## WHAT TO DO
Quote the entire listing below word for word, line by line.

[Rows of box annotation data]

──────────────────────────────

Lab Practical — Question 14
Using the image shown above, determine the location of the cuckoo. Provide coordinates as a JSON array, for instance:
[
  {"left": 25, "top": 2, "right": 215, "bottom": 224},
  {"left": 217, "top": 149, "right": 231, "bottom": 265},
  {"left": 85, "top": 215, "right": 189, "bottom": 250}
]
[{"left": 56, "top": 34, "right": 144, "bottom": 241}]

──────────────────────────────

## REPLY
Lab Practical — Question 14
Using the image shown above, determine the location of the cuckoo. Provide coordinates as a JSON array, for instance:
[
  {"left": 25, "top": 2, "right": 215, "bottom": 224},
  {"left": 217, "top": 149, "right": 231, "bottom": 265},
  {"left": 85, "top": 215, "right": 189, "bottom": 250}
]
[{"left": 56, "top": 34, "right": 144, "bottom": 241}]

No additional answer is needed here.